* **Page text**

- - -

If you have a strong research background and think working in a laboratory setting sounds appealing, you should look into a career as a biotechnologist. These professionals can be employed in one of many subfields by private or public employers conducting research on living systems. A bachelor's degree is enough to enter the job market, but a master's or doctoral level degree is probably required to be an independent or senior researcher.
Biotechnologists modify or manipulate living organisms to develop new products, such as pharmaceuticals or biofuels. They conduct experiments and develop materials in public and private laboratories. Biotechnology employment can be found across several industries, and biotechnologists can be employed as biochemists and biophysicists or medical scientists. Degree requirements can vary for biochemistry and biophysics jobs; those that involve independent research might require a Ph.D. Medical scientists need to have a doctoral degree and a M.D.; depending on their duties, a valid medical license may also be required.
|Biochemist and Biophysicist||Medical Scientist|
|Required Education||Bachelor's, master's or Ph.D.||Ph.D. and M.D.|
|Other Requirements||None||Medical license for some jobs|
|Projected Job Growth (2014-2024)||8%*||8%*|
|Median Annual Salary (2015)||$82,150*||$82,240*|
Source: *U.S. Bureau of Labor Statistics
Job Description for a Biotechnologist
Biotechnologists develop products from living systems. Biotechnology commonly refers to genetically derived materials, but can also refer to developments based in microbiology, molecular biology and cell biology. Biotechnologists work within several different industries including agriculture, food manufacturing, healthcare and pharmaceuticals.
Biotechnology professionals may specialize in one or more subfields. Specialties include genomics, the comparative study of gene structures; proteomics, which is the study of protein structures; and bioinformatics, which combines biology, computer science and information technology. Products developed by biotechnologists include high-yield crops, disease-resistant farm animals, gene therapy treatments, drugs and biofuels.
Duties of a Biotechnologist
Entry-level biotechnologists can work as research technicians. They set up instruments and laboratory equipment used to conduct and monitor experiments such as centrifuges, flasks and spectrophotometers. They also record data and may prepare reports for a leading research scientist.
Senior biotechnologists design research studies, analyze data and develop procedures. For example, a scientist using recombinant DNA technology must choose the best method to insert foreign DNA into an organism, which can trigger development of new proteins or create an organism with more desirable characteristics.

- - -

* **Data excerpts**
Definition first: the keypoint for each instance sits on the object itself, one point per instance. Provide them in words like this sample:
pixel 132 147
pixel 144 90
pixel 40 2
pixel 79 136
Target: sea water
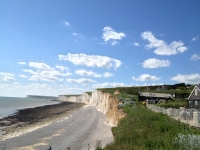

- - -

* **Requirement**
In the biotechnologist career text, what was the median annual salary for medical scientists in 2015?

* **Result of this exercise**
$82,240